#### TASK GOAL
Retype the material below. Keep every word exactly as it is.

--- Start of RECORDS FOR THIS TASK ---

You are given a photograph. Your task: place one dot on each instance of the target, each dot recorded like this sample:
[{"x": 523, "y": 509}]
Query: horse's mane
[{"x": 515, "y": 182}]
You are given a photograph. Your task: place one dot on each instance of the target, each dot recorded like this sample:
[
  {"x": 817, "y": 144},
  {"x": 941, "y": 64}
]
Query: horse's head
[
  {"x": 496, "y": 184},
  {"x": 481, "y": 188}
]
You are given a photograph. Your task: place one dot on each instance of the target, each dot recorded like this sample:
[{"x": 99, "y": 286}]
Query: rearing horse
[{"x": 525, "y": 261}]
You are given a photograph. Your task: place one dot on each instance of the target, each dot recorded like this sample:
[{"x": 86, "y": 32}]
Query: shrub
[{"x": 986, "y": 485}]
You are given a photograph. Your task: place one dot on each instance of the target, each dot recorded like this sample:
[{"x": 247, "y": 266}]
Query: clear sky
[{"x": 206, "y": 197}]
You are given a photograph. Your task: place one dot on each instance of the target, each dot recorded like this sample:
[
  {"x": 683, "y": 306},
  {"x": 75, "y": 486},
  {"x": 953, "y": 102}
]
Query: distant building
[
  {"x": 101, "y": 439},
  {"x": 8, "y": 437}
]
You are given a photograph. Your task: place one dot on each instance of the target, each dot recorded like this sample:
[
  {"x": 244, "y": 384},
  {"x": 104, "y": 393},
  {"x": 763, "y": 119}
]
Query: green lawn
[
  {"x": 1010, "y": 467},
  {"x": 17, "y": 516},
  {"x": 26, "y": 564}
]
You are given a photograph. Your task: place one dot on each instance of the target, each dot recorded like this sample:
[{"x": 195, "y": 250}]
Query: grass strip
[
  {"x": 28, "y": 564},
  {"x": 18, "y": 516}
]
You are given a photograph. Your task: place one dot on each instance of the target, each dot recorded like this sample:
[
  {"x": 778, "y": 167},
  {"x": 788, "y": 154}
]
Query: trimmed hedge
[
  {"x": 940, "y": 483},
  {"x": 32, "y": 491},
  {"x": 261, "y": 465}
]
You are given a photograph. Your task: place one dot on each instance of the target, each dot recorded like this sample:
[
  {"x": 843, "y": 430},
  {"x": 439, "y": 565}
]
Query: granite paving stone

--- End of RECORDS FOR THIS TASK ---

#### RESPONSE
You are given a photograph. Your task: place one dot on each instance of the target, each dot recorded like this sample:
[{"x": 523, "y": 509}]
Query: horse's mane
[{"x": 515, "y": 182}]
You are given a photograph. Your task: place one dot on each instance of the target, each dot recorded like this sample:
[
  {"x": 817, "y": 144},
  {"x": 941, "y": 64}
]
Query: horse's head
[
  {"x": 496, "y": 184},
  {"x": 481, "y": 188}
]
You are given a photograph. Your task: place one dot on each instance of the target, each dot recorded like this sample:
[{"x": 99, "y": 286}]
Query: rearing horse
[{"x": 525, "y": 261}]
You are given a photograph. Your task: place one dot on each instance of the target, each dot recorded like this sample:
[{"x": 86, "y": 32}]
Query: shrub
[{"x": 986, "y": 485}]
You are given a photograph. Your task: place one dot on each instance of the target, each dot recorded like this sample:
[{"x": 247, "y": 266}]
Query: clear sky
[{"x": 206, "y": 197}]
You are given a photograph. Your task: place one dot on each instance of the target, each dot recorded like this sample:
[
  {"x": 683, "y": 306},
  {"x": 75, "y": 486},
  {"x": 953, "y": 102}
]
Query: distant building
[
  {"x": 101, "y": 439},
  {"x": 8, "y": 437}
]
You are given a photograph. Your task: place one dot on each instance of the target, each dot recorded like this sample:
[
  {"x": 244, "y": 384},
  {"x": 104, "y": 393},
  {"x": 763, "y": 119}
]
Query: green lawn
[
  {"x": 1010, "y": 467},
  {"x": 17, "y": 516},
  {"x": 26, "y": 564}
]
You are given a photograph. Your task: place one dot on each instance of the target, each dot recorded like this sample:
[{"x": 195, "y": 250}]
Query: grass strip
[
  {"x": 28, "y": 564},
  {"x": 18, "y": 516}
]
You are given a photograph. Your task: place one dot on each instance of the target, each dot recorded like this sample:
[
  {"x": 778, "y": 167},
  {"x": 788, "y": 154}
]
Query: trimmed hedge
[
  {"x": 940, "y": 483},
  {"x": 32, "y": 491},
  {"x": 261, "y": 465}
]
You are given a photograph. Your task: place one dot on each instance of the target, each dot recorded like this sample:
[
  {"x": 843, "y": 430},
  {"x": 439, "y": 565}
]
Query: granite paving stone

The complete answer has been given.